-- Brief --
According to the article about Steve's tiger and cougar photography, how many tigers are left in the wild?
### Reading text ###
Steve photographed hordes of people reducing huge tracts of the tiger’s forest home to wasteland, hunting the same animals the cats preyed on—and poachers who were illegally hunting and trading cats and other endangered wildlife. He never saw a tiger, nor made a picture of one.
His first face-to-face encounters came in September 2007, when he began work on a National Geographic story on India’s Kaziranga National Park. This small reserve, nestled in the Brahmaputra floodplain, is home to the highest concentration of tigers anywhere in the world. It’s perhaps the last place where they still share the land with elephants, rhinos, deer and the entire array of creatures they once lived beside.
He soon discovered that Kaziranga’s thriving tigers were the exception, that despite millions of dollars spent on conservation over decades, tiger numbers continued to plummet.
Steve wanted to investigate further, and returned to Asia in 2009 to shoot a tiger story, focusing on three subspecies in three countries: the Sumatran tiger in Indonesia, the Indochinese tiger in Thailand, and the Bengal tiger in India. “By then,” Steve said, “I’d fallen under the cat’s spell, the fire in its eyes, its power and dignity, its unchallenged rulership of the jungle. My goal was to reinvigorate a passion to protect these iconic cats,” he said.
![A mother Bengal tiger in India's Bandhavgarh Tiger Reserve. Photo by Steve Winter](http://newswatch.nationalgeographic.com/files/2013/11/Book-Lecture-110-600x400.jpg)
With just 3,200 tigers left in the wild, we decided to collaborate on a book about tigers. The result: Tigers Forever includes over 100 of Steve’s images; I tell his field stories, discuss tiger behavior, describe why these cats have been both feared and revered throughout human history, and detail the threats that face them and the bold initiatives to save them.
Chief among them are initiatives pioneered by Panthera, a New York-based big cat conservation organization headed by Alan Rabinowitz, where Steve also serves as media director. We named the book after their “Tigers Forever” program, which applies a business model to wildlife conservation, recognizing that all tigers really need to survive is enough land and food; when you add boots-on-the-ground protection, strong laws, enforcement and careful monitoring, they bounce back. By adding cooperation among researchers and conservation organizations to the mix (wildlife NGOs traditionally compete, fighting over funding), tiger populations in key sites in Thailand, India and Sumatra have stabilized or are increasing.
Two years ago, Steve helped marry the big cat scientific expertise of Panthera with National Geographic’s media and educational powerhouse; the two organizations now collaborate on National Geographic’s Big Cats Initiative. Together, they are developing and implementing global strategies to save the most endangered cats, including tigers.
Ten percent of our book’s profits will go to Panthera—and 100 percent of that money will go directly to field programs.
![Photo of cougar in front of Hollywood sign](http://newswatch.nationalgeographic.com/files/2013/11/steve-winter-cougar-hollywood-600x399.jpg)
Cougars
Steve had spent many years photographing the world’s cats, but not America’s cats. In his newest NGM story, “Ghost Cats,” he shares images of “America’s lion”—the cougar. He shot the story in the high, frigid peaks of Jackson Hole, Wyoming, and in Southern California. (Related: “A Cougar Ready for His Closeup.”)
His favorite picture took 14 months to get. When he first met biologist Jeff Sikich and asked for help finding a cougar in the Los Angeles area, he told him he wanted to get a shot of a cat under the Hollywood sign. “He later told me he thought I was crazy,” Steve remembers. But Sikich tracked a satellite-collared cougar named “P-22” for months; he eventually wandered into Griffiths Park, in LA. And Steve got the shot!
### Extracted material ###
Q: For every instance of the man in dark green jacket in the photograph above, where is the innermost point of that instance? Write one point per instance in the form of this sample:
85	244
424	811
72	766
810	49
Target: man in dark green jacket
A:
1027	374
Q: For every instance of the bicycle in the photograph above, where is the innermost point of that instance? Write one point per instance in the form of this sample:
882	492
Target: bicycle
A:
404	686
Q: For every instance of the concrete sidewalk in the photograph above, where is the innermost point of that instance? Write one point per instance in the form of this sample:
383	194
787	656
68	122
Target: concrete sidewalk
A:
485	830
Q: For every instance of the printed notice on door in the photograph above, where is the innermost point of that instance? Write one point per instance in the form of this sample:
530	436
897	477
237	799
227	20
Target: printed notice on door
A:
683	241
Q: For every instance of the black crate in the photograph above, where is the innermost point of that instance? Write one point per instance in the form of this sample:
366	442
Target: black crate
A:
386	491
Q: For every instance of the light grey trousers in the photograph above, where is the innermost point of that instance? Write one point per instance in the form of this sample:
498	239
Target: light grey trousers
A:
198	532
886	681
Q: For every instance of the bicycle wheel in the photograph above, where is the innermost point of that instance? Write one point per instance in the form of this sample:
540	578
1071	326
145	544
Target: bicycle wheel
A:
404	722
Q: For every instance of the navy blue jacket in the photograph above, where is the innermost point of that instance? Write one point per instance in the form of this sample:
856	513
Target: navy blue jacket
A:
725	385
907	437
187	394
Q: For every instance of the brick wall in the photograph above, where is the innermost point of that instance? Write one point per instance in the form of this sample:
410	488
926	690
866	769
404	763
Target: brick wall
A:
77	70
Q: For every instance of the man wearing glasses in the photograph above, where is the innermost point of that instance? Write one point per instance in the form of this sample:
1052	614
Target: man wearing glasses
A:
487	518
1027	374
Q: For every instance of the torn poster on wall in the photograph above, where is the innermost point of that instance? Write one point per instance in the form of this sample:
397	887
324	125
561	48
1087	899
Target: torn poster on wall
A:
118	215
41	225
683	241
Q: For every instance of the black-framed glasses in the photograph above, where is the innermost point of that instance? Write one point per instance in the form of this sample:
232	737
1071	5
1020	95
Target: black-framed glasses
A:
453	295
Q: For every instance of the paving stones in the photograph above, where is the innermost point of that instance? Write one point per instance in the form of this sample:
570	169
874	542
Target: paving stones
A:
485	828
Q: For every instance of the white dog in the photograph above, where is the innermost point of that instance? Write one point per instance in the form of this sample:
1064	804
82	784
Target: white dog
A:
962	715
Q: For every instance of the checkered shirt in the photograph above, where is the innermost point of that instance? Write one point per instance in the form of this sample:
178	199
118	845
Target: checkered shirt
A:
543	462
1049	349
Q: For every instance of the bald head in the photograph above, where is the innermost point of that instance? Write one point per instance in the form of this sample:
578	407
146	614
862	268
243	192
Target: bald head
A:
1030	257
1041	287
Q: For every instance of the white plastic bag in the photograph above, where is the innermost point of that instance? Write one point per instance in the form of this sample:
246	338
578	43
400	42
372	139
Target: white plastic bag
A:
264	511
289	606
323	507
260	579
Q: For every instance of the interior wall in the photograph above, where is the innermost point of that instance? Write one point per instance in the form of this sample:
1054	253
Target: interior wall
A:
###
-- Result of this task --
3,200